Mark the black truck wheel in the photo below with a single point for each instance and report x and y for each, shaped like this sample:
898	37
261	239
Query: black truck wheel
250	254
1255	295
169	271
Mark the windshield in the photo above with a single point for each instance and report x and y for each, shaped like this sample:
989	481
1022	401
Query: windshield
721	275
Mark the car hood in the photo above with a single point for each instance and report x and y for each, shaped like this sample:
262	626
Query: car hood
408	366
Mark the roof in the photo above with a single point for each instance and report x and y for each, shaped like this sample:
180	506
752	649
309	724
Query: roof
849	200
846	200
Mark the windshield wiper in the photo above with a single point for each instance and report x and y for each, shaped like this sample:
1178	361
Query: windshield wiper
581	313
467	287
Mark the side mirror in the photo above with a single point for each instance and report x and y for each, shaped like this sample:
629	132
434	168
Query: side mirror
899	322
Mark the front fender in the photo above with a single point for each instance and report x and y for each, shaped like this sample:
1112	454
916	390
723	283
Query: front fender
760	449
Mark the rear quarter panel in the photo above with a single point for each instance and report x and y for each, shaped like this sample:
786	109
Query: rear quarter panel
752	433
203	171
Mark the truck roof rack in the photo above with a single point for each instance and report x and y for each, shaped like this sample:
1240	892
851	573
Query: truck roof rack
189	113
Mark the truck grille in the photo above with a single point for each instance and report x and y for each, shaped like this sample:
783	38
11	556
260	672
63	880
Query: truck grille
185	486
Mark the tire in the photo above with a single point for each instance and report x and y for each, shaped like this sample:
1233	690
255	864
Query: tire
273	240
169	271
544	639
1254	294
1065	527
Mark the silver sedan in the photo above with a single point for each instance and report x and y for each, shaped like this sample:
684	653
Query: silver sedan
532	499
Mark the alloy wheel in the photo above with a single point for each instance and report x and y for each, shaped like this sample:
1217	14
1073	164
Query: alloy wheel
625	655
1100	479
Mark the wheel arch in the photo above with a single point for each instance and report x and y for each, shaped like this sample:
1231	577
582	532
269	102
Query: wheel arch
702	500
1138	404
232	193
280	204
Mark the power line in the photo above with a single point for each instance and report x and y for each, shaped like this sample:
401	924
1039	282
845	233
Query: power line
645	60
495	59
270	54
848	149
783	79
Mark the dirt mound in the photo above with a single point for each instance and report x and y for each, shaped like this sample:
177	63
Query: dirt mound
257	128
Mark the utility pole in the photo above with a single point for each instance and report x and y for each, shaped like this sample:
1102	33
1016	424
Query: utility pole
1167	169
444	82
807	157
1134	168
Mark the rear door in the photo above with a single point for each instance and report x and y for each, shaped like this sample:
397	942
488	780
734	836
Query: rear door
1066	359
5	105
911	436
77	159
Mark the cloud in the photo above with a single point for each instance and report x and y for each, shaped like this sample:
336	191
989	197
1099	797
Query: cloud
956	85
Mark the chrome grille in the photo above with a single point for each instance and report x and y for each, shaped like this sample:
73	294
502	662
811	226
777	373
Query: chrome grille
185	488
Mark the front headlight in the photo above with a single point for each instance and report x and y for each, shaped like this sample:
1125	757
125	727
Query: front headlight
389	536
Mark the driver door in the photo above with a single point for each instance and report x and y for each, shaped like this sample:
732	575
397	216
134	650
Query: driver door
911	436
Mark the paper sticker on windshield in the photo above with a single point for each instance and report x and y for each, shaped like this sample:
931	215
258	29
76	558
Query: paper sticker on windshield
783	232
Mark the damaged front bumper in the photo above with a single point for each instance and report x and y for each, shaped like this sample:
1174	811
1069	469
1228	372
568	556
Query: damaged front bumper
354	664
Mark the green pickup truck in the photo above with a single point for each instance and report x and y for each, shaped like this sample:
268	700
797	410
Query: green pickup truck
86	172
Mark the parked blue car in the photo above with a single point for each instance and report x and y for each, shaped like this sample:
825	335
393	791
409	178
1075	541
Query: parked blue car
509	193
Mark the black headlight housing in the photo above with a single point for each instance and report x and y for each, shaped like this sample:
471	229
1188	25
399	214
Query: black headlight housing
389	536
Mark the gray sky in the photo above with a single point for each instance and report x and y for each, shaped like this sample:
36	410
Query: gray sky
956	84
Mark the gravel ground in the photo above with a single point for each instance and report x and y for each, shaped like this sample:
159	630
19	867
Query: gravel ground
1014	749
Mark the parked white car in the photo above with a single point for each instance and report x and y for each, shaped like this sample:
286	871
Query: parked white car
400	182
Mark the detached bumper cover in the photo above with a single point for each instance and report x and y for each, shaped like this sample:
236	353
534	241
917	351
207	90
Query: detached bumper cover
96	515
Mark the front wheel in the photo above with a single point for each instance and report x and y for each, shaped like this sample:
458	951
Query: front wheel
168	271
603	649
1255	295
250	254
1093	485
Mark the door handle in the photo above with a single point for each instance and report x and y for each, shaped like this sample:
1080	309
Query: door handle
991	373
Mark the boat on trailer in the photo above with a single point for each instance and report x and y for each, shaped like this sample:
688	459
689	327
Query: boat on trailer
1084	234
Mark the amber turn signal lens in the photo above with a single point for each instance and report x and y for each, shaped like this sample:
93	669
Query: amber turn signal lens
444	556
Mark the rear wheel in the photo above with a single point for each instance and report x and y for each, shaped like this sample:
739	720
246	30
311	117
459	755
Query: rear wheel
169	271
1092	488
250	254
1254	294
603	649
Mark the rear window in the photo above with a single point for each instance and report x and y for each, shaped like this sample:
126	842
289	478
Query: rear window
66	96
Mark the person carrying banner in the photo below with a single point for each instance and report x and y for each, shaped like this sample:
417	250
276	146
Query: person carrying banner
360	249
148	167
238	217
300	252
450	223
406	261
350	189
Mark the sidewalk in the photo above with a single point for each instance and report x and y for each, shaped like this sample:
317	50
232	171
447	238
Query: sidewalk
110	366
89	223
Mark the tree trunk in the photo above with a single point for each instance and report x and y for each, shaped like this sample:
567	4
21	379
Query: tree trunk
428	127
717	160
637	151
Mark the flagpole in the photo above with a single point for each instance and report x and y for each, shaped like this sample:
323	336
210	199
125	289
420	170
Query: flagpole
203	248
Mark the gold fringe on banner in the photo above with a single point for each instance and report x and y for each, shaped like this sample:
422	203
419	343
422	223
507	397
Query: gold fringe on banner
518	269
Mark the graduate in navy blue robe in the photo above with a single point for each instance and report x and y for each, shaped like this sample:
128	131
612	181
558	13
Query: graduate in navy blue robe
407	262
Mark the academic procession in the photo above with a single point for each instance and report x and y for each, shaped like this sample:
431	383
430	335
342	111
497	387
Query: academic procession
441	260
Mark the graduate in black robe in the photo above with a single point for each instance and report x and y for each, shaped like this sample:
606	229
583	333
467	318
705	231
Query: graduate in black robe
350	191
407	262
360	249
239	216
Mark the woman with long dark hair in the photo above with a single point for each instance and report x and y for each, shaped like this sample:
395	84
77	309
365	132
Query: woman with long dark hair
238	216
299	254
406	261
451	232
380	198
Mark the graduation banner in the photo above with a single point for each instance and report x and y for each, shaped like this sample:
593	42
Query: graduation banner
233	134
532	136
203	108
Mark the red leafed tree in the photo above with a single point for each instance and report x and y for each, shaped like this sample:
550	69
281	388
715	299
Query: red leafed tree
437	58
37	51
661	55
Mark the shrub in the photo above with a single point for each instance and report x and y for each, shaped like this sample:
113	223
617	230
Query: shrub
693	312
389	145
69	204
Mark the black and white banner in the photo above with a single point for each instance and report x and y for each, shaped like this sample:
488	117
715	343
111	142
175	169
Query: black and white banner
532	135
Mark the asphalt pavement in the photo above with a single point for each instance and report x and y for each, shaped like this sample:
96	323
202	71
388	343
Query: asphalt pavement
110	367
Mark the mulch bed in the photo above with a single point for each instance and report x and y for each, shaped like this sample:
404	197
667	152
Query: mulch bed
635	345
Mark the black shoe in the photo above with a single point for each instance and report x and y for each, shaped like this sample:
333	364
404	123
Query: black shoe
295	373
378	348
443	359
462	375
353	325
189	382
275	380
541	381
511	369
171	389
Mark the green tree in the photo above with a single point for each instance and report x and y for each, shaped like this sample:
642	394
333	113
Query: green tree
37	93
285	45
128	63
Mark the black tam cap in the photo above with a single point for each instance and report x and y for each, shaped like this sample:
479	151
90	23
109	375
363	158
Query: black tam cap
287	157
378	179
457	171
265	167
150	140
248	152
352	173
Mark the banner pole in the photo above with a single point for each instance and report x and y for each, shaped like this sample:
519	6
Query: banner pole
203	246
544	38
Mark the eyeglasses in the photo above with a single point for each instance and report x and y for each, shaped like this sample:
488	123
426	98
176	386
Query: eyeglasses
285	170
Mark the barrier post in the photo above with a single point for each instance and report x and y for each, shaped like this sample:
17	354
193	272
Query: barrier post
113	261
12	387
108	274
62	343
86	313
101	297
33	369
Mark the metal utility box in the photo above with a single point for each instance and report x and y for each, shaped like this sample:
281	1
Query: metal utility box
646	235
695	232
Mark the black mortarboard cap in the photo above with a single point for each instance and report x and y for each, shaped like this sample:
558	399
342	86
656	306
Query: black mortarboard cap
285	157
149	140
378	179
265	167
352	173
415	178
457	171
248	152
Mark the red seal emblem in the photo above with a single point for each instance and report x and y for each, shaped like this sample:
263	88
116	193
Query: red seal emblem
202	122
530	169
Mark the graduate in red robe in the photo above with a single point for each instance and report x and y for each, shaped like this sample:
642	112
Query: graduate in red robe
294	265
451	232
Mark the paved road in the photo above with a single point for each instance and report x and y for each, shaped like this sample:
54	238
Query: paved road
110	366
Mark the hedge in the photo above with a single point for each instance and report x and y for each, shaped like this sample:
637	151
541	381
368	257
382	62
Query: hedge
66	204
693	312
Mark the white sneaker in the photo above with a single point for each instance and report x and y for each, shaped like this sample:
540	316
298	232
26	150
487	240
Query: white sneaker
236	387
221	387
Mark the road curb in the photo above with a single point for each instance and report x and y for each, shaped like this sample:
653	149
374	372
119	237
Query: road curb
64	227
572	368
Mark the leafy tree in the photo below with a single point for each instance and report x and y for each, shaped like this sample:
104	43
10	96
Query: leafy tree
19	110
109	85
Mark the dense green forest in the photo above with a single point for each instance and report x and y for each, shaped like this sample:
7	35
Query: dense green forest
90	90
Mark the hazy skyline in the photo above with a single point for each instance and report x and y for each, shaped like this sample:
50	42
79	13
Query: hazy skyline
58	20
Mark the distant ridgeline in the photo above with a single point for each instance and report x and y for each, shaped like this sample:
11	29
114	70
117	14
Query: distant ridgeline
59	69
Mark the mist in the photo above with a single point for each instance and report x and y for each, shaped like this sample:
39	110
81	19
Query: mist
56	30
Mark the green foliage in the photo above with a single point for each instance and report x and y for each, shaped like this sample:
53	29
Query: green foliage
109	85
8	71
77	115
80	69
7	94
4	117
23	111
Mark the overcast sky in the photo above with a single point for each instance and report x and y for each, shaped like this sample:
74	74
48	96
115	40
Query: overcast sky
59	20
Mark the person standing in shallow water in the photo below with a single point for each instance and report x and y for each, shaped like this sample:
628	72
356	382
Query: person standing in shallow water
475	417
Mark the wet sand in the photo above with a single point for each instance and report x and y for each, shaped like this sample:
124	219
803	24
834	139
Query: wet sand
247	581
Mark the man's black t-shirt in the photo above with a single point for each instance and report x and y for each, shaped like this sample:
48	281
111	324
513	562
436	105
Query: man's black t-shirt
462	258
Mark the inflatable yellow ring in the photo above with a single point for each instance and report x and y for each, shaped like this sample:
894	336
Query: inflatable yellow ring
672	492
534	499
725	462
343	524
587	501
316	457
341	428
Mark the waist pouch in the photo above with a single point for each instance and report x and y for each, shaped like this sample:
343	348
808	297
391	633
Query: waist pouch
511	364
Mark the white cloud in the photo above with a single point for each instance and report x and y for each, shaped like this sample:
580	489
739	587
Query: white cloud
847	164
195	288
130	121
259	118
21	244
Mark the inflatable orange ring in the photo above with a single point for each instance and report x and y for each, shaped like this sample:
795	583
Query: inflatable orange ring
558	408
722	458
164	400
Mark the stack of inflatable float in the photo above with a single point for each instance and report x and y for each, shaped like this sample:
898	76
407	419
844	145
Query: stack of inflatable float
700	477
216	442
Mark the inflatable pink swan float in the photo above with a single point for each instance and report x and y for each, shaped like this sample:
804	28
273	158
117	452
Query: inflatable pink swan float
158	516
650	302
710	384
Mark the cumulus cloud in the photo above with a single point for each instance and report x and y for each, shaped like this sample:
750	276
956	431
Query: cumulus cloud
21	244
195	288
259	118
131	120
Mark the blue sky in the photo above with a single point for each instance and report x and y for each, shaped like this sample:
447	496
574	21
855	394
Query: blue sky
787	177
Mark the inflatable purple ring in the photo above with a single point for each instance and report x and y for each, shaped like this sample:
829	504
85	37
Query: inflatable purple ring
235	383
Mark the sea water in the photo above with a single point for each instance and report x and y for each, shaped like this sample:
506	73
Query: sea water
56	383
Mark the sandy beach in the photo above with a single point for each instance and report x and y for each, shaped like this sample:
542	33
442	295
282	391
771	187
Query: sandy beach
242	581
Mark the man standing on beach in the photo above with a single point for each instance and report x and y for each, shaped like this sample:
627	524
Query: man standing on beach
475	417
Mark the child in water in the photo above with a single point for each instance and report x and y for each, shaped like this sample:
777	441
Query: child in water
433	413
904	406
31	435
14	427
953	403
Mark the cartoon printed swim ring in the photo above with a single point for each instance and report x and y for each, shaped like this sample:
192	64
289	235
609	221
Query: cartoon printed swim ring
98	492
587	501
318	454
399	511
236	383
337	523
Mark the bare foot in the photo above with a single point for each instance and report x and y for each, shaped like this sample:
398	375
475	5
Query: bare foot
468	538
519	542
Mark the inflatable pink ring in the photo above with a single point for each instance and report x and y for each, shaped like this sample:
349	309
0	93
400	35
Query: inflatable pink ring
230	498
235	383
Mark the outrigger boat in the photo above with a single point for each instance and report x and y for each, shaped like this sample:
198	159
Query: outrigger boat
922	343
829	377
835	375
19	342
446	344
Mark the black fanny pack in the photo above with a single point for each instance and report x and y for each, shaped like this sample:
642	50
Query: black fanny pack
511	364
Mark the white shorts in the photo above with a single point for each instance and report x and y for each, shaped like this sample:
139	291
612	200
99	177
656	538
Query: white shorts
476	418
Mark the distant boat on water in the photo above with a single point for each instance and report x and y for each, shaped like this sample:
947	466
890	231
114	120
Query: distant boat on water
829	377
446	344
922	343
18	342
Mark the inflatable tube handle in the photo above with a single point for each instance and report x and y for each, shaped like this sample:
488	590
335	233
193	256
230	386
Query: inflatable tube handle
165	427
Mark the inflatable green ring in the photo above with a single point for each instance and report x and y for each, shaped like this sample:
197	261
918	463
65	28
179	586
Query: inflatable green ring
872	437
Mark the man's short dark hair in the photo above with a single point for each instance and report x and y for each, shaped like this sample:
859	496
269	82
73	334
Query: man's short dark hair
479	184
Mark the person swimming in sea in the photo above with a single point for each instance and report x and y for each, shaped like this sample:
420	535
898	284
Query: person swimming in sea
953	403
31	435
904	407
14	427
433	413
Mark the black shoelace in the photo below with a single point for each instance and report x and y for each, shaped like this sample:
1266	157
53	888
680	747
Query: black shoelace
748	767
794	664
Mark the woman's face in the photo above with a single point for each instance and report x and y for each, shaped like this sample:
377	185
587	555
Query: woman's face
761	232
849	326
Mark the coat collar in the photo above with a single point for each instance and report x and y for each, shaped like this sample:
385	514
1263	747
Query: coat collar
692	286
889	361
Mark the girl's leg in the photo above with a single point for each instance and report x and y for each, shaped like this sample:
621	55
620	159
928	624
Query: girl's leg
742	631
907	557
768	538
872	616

PROBLEM
Copy exactly the line containing "Mark the distant boat" and every line after it, ending with the last line of the records above.

FINAL RESULT
Mark the distant boat on water in the photo above with a single point for each instance and report x and y for each, shaped like this sample:
947	466
890	231
114	120
Query: distant boat on water
829	377
446	344
922	343
18	342
Mark the inflatable tube handle in the photo above with a single point for each instance and report x and y for each, shaped like this sample:
488	590
335	233
193	256
230	386
Query: inflatable tube handle
165	427
Mark the inflatable green ring in the photo above with a single point for each instance and report x and y for each, shaped like this sample:
197	261
918	463
65	28
179	586
Query: inflatable green ring
872	437
Mark the man's short dark hair in the photo above with a single point for each instance and report x and y for each, shaped like this sample:
859	496
269	82
73	334
Query: man's short dark hair
479	184
Mark the person swimming in sea in the photo above with a single point for each instance and report x and y for each, shaped like this sample:
420	535
898	284
Query: person swimming in sea
953	403
31	435
904	407
14	427
433	413
Mark the black shoelace in the photo below with a single point for each instance and report x and y for each, shaped like this sample:
1266	157
53	888
680	747
Query: black shoelace
748	767
794	664
Mark the woman's face in the photo above with a single point for each instance and report x and y for each, shaped like this sample:
377	185
587	555
Query: woman's face
761	232
849	326
Mark the coat collar in the photo above with a single point for each instance and report x and y for each, shaped like this sample:
385	514
1263	747
Query: coat collar
692	286
889	361
Mark the girl's leg in the photo above with a single point for each instance and report x and y for each, shaped like this sample:
621	55
620	159
928	624
Query: girl's leg
742	631
907	557
768	538
872	616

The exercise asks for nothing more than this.